The Lumineers – Cleopatra (2016)

di Francesco Chini

Dovessimo offrirne una sintetica definizione enciclopedica Mereghetti-style, dei Lumineers diremmo una cosa all’incirca così: “Newyorkesi di stanza a Denver, i tre sono esteti di un delicato folk pop contemporaneo e cultori di una scrittura semplice e lineare guidata da suggestioni romantiche all’insegna di un chiaroscuro che indulge più alla luce che all’oscurità.”

Ed è importante e bello poterlo dire: non sempre realtà come quella di questo terzetto riescono a catalizzare attorno alla propria musica l’attenzione che meriterebbe. Invece, seppur all’ombra di un debito lessicale ed attitudinale abbastanza difficile da negare col microcosmo di riferimento (Mumford & Sons anzitutto, ma anche Tallest Man On Earth e Of Monsters And Men: richiami tanto cristallini che li azzecca perfino Spotify) e senza gli squilli “bulimici” (quanto spesso effimeri) di tanto pop dell’ultima decade, il percorso di Wesley Keith Schultz e compagni pare destinato a una solidità sempre crescente. E – come sempre per quelli veri – la prova migliore ce la offre la musica.

§ **Consegna 1**
Rispondi a queste domande sulla recensione di Cleopatra dei Lumineers:
(a) In che anno è uscito Cleopatra, secondo il titolo?
(b) In quale città sono di stanza i Lumineers?
(c) Quali gruppi o artisti sono indicati come riferimenti del loro microcosmo?
§ **Consegna 2**
Scrivi il seguito della recensione di Cleopatra dei Lumineers, a partire dall'ultima frase riportata.

Record di un dataset:
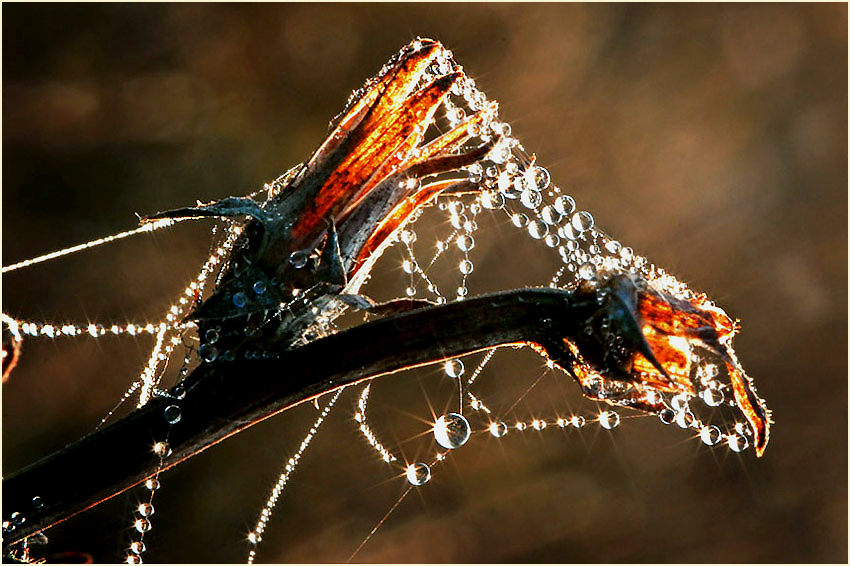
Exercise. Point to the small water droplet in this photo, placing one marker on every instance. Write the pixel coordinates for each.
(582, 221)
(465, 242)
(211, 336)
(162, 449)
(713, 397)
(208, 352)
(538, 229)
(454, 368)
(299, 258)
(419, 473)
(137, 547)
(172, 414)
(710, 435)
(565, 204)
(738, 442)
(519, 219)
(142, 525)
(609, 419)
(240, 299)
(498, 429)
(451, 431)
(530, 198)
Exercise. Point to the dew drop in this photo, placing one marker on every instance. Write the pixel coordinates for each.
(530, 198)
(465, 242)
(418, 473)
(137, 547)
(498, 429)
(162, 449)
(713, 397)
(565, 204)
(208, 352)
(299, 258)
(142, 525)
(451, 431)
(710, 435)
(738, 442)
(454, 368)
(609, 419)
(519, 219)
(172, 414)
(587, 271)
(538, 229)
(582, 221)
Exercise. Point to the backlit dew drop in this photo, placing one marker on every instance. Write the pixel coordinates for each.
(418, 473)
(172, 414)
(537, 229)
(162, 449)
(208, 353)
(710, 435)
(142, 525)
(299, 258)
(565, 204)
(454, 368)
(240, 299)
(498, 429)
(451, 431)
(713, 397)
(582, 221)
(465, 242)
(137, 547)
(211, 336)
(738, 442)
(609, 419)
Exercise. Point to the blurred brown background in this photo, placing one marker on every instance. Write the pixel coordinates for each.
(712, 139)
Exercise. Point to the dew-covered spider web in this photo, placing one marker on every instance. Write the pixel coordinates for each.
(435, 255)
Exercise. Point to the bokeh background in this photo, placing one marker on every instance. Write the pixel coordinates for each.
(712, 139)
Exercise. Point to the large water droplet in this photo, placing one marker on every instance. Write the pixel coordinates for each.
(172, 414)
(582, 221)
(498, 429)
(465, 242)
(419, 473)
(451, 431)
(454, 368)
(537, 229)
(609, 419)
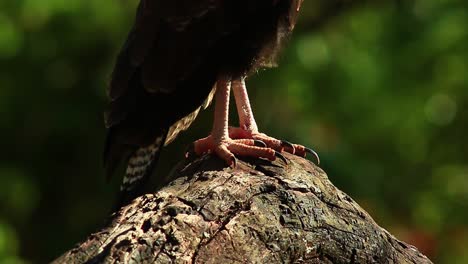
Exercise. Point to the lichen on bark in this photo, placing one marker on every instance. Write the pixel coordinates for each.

==

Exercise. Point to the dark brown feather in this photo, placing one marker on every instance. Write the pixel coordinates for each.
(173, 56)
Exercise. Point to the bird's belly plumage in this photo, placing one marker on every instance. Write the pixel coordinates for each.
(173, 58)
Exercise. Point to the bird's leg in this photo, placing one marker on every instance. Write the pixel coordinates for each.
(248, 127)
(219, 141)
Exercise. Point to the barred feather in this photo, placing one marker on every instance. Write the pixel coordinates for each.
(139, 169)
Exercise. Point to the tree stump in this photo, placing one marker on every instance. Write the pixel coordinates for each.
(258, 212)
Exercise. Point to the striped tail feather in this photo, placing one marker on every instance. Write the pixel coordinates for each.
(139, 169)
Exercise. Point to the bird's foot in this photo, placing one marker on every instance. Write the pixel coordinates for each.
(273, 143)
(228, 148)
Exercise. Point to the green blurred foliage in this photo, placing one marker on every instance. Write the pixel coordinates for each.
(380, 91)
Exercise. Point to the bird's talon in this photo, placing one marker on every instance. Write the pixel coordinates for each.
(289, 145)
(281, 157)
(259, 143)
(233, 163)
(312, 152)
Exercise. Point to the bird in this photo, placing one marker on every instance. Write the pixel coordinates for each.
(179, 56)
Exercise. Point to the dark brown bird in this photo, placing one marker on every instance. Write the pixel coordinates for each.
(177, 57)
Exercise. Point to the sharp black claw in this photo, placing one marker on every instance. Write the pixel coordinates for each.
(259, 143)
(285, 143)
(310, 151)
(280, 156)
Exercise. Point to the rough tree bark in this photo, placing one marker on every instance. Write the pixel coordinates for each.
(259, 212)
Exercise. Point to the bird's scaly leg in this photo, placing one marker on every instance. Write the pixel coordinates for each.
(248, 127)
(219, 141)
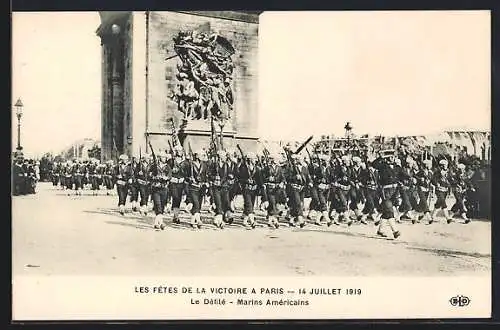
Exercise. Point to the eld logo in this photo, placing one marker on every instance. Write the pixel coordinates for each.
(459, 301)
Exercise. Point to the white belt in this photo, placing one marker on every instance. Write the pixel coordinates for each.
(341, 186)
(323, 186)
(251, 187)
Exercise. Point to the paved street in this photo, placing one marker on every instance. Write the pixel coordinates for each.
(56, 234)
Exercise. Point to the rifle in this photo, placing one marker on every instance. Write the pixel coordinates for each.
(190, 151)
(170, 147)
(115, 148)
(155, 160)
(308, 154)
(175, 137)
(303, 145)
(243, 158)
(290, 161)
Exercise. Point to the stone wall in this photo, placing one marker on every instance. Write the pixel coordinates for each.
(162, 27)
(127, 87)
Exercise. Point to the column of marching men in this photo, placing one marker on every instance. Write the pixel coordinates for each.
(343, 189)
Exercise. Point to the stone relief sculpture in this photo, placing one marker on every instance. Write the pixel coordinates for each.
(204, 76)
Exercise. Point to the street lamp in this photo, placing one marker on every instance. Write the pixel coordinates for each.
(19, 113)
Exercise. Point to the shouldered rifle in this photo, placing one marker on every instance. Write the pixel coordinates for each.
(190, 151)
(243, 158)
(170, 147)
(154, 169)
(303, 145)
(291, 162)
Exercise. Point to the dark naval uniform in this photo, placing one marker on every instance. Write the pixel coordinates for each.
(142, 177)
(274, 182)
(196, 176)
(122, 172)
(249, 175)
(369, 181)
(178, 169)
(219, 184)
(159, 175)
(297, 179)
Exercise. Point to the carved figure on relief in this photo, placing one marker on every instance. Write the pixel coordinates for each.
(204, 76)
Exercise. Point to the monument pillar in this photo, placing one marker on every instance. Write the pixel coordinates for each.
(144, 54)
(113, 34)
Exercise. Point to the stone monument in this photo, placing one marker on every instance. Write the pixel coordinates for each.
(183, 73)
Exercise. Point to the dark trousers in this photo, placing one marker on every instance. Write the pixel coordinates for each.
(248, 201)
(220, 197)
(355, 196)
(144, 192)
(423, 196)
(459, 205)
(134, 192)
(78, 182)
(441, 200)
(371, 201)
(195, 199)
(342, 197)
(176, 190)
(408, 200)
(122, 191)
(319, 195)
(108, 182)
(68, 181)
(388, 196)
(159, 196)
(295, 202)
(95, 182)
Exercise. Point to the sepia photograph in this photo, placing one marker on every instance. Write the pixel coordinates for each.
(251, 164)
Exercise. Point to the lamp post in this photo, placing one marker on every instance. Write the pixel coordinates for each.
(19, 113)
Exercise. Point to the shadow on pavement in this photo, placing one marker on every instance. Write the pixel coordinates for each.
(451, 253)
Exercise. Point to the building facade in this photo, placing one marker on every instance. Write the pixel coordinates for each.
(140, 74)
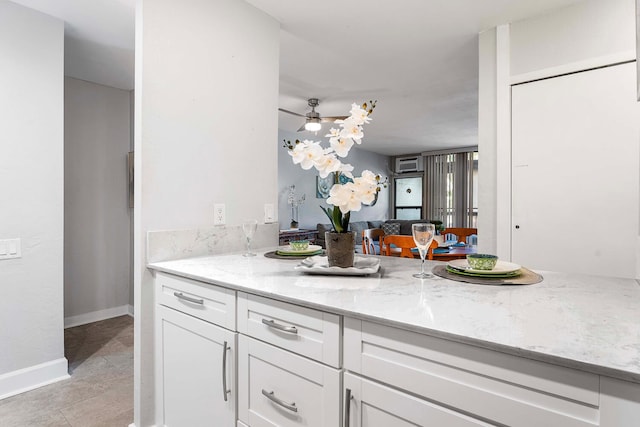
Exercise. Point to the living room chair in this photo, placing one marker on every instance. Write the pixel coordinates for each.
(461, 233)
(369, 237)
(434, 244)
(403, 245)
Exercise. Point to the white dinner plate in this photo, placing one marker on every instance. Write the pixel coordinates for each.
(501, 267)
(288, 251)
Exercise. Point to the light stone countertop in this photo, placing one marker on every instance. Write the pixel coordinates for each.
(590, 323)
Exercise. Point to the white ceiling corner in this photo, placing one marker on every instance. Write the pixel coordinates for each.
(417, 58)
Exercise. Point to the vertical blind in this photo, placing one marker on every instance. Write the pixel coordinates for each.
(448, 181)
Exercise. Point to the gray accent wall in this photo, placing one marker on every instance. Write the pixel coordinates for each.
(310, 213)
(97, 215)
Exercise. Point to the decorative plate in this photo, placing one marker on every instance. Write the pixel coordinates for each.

==

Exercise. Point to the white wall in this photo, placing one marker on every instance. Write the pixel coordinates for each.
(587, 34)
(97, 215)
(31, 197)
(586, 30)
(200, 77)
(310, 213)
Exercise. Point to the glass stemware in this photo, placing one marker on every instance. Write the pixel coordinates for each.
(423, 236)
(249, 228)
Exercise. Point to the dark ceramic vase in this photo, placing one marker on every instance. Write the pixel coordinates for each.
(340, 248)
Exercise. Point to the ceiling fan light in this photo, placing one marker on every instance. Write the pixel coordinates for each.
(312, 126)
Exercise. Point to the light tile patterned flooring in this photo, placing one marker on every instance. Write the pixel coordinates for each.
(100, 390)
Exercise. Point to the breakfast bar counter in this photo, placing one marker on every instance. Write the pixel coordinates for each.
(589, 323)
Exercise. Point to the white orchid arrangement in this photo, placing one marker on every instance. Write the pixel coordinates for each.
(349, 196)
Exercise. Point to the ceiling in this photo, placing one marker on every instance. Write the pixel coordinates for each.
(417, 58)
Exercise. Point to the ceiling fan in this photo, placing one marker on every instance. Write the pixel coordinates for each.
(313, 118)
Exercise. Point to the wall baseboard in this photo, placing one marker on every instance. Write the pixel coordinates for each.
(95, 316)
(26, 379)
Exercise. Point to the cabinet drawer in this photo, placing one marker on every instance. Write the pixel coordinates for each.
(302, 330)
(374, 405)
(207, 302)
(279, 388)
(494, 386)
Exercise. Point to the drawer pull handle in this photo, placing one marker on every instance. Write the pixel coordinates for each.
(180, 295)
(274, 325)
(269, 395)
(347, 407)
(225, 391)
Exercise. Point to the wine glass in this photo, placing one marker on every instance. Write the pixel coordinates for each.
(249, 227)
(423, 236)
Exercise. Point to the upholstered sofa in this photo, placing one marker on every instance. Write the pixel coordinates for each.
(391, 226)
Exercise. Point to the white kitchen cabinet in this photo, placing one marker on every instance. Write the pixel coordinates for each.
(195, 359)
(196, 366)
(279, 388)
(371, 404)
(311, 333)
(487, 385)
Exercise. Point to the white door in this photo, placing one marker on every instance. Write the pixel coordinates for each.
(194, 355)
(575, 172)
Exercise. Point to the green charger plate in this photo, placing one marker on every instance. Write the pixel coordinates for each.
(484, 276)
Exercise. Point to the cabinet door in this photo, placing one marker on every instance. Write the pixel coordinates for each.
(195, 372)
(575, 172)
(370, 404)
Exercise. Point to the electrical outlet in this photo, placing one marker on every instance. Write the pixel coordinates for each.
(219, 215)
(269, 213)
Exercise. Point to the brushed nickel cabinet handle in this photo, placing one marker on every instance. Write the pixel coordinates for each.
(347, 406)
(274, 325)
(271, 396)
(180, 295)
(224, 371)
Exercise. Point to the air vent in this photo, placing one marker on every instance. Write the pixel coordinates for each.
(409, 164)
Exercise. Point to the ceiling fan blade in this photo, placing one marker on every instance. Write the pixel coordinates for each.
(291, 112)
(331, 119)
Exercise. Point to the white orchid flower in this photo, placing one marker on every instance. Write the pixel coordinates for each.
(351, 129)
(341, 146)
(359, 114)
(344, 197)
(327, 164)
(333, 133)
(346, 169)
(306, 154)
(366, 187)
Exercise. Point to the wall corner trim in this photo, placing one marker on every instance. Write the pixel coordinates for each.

§ **Risposta finale 1**
(a) Nel 2016.
(b) A Denver.
(c) Mumford & Sons, Tallest Man On Earth e Of Monsters And Men.

§ **Risposta finale 2**
A quattro anni dall’ispirato e fresco esordio The Lumineers, il suo successore Cleopatra è infatti un passo evolutivo naturale e ben in linea con l’inclinazione narrativa già palesata dalla band. Undici tracce (quattordici nell’edizione deluxe) che, senza tradirla, approfondiscono una poetica fatta di tanti piccoli-grandi temi: il desiderio di crescita e affrancamento dalla famiglia e dagli schemi preimposti (l’opener Sleep On The Floor, Gun Song o Sick In The Head), i viaggi inquieti di Long Way From Home o i “per sempre” ingenui e speranzosi che in Gale Song fanno dire “So when you hear my voice / And when you say my name / May it never give you pain”.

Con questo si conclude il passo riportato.